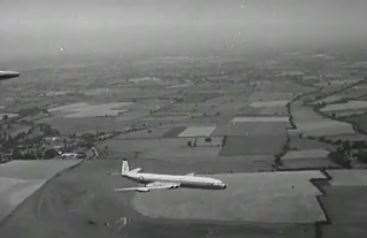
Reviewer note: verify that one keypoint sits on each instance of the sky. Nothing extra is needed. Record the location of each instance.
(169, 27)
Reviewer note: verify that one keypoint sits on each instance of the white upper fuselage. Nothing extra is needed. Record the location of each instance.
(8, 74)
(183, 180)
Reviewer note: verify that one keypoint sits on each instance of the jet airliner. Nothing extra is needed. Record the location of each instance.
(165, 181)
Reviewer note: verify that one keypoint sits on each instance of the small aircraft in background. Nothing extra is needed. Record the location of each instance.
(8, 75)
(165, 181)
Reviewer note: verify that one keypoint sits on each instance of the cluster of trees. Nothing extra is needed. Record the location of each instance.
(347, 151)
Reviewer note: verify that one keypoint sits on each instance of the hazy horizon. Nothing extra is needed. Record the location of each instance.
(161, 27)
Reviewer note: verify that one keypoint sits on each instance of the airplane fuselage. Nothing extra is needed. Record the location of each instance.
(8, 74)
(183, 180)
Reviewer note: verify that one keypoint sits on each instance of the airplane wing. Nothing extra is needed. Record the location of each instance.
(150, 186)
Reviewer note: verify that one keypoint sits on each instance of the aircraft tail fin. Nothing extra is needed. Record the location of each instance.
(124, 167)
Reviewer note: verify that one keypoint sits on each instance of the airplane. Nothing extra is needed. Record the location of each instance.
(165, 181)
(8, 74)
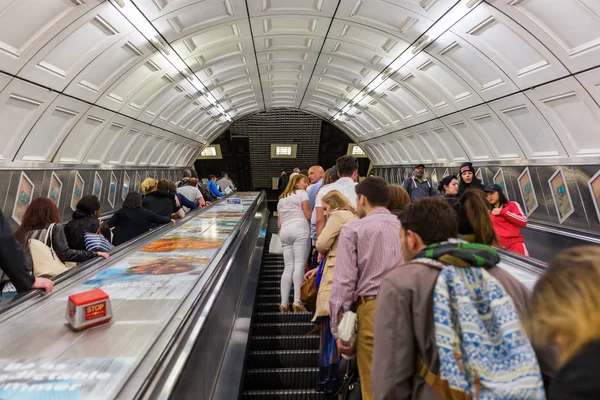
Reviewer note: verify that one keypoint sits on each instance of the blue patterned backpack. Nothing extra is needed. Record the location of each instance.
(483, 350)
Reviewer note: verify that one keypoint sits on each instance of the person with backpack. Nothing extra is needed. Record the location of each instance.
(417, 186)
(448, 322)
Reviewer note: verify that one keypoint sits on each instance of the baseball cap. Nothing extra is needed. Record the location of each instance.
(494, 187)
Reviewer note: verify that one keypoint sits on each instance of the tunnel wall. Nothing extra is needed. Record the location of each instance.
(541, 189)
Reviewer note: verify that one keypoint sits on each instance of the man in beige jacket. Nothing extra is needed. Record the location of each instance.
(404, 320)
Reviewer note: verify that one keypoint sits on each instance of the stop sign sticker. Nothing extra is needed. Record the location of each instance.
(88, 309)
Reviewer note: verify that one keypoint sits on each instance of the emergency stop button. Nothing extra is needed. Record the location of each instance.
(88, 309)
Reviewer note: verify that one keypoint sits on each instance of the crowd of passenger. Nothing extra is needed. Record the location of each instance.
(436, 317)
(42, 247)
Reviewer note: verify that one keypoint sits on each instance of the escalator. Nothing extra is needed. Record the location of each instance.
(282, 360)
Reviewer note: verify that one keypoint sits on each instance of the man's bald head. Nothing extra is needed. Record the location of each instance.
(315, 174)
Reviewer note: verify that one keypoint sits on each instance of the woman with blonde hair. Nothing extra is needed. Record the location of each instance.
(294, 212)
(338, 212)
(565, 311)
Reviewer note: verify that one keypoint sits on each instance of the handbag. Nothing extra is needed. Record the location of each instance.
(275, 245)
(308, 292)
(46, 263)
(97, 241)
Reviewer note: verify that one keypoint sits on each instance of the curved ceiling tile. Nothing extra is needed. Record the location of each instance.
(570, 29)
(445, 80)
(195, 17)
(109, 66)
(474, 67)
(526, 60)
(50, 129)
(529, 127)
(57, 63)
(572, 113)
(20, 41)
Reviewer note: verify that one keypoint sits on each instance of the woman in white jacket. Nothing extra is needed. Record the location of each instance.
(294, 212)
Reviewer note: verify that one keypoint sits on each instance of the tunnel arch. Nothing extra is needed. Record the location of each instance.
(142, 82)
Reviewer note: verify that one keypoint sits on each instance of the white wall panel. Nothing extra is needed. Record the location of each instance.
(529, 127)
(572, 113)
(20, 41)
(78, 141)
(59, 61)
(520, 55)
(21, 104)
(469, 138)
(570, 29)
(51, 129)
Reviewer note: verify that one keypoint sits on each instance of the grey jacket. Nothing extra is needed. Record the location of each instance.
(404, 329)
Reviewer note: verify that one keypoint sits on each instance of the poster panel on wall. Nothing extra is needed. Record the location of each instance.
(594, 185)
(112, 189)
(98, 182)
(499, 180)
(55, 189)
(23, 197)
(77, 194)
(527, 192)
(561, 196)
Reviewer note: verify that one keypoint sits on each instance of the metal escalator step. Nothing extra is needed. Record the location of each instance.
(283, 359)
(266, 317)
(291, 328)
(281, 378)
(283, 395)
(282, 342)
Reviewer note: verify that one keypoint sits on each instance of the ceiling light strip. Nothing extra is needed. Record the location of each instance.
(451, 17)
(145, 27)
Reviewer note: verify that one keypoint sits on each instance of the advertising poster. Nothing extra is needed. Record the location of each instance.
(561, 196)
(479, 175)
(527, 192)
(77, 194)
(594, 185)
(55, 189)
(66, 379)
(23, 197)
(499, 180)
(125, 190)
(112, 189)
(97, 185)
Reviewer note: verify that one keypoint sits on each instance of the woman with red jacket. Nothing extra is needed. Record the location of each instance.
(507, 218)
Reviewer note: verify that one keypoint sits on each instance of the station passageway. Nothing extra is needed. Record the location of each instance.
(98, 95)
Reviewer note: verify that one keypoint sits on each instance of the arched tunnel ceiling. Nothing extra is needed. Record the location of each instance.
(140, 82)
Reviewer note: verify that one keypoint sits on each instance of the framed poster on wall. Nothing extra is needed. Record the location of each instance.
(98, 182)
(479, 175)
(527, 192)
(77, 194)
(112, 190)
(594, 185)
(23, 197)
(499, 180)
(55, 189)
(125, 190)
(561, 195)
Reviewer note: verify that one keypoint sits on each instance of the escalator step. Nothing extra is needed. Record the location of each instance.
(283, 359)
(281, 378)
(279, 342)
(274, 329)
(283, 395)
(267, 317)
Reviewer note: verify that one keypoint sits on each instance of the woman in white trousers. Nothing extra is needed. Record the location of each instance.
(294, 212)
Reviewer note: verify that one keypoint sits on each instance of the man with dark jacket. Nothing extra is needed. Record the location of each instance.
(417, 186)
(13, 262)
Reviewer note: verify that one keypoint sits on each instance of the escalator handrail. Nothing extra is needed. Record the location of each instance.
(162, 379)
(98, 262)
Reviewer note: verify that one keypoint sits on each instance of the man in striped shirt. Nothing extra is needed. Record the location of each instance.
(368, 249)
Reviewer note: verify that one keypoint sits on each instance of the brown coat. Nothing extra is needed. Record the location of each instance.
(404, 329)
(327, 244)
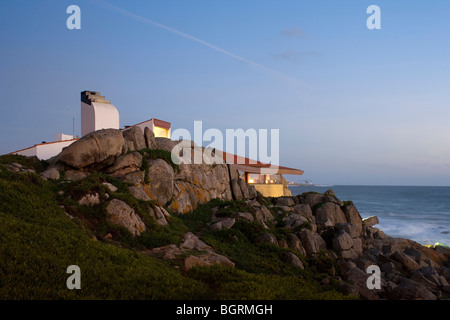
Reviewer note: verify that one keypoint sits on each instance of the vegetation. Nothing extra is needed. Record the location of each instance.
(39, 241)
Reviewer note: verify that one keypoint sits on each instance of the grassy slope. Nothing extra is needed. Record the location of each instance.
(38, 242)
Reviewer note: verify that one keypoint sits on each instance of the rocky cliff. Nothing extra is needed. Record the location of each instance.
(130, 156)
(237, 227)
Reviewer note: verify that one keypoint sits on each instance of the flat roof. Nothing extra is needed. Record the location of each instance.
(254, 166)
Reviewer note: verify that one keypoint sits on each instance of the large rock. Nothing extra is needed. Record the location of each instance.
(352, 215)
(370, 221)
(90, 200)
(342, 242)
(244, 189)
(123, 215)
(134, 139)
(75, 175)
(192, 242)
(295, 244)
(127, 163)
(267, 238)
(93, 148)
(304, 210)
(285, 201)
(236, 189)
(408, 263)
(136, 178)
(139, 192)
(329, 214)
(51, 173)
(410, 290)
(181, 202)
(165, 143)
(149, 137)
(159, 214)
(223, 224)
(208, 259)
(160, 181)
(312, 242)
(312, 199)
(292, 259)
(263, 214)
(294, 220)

──────────────────────────────

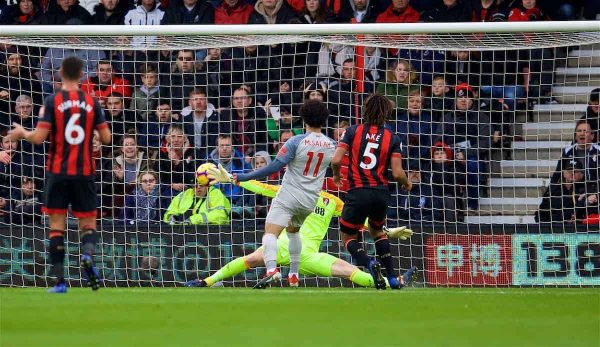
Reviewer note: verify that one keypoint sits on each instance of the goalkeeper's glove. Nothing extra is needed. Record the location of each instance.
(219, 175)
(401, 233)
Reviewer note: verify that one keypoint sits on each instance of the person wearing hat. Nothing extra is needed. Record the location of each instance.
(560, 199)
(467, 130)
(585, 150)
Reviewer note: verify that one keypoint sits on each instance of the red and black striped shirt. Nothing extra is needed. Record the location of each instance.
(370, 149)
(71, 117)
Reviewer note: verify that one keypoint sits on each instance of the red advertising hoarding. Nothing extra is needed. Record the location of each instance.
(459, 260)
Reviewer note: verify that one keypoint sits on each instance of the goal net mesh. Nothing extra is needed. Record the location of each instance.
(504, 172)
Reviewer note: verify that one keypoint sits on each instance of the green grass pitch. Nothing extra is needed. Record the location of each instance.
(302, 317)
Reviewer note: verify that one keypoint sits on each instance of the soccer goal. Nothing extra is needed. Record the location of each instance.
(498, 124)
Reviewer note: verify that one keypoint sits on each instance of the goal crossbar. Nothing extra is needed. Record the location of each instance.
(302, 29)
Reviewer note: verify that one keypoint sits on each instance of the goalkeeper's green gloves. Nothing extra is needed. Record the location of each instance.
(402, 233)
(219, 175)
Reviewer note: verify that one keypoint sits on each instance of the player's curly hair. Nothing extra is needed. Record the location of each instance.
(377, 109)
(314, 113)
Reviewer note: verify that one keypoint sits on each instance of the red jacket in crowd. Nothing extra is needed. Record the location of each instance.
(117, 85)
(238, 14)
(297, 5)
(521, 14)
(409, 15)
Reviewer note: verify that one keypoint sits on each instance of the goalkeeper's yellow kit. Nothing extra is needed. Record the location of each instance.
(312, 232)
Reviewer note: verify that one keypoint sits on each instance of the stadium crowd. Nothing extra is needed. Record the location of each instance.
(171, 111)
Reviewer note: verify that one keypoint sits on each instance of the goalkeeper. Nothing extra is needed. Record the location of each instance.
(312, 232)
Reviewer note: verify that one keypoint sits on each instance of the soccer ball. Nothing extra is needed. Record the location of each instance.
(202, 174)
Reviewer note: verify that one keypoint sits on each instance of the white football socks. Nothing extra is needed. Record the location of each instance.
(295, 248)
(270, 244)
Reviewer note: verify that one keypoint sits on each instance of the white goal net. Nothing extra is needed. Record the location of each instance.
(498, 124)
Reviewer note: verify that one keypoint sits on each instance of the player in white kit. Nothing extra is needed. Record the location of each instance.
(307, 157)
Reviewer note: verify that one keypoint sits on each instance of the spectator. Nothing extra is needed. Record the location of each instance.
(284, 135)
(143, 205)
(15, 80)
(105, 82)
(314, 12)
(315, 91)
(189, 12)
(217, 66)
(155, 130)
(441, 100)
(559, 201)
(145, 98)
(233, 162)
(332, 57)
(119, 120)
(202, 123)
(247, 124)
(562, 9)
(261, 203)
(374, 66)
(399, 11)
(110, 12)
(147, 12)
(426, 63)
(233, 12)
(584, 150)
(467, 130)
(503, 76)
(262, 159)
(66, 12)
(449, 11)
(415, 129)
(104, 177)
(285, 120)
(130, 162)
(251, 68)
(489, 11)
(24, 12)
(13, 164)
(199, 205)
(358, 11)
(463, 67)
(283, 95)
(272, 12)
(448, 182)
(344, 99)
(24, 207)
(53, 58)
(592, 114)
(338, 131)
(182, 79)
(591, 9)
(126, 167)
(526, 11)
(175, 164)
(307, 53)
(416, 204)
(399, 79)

──────────────────────────────

● **AIM**:
Collect every line of the records above that contains the word "poster", and copy each one out in full.

● **EXERCISE RESULT**:
Reviewer note: verify that one keypoint sits on each instance of the poster panel on wall. Nothing extra is needed. Record the location of each instance.
Reviewer note: verify that one keypoint sits on each instance of the advertising poster. Nothing extra is needed. Record the location of each instance.
Reviewer note: verify that one keypoint sits on each instance of the framed poster on wall. Nothing extra is needed. Record the location of each instance.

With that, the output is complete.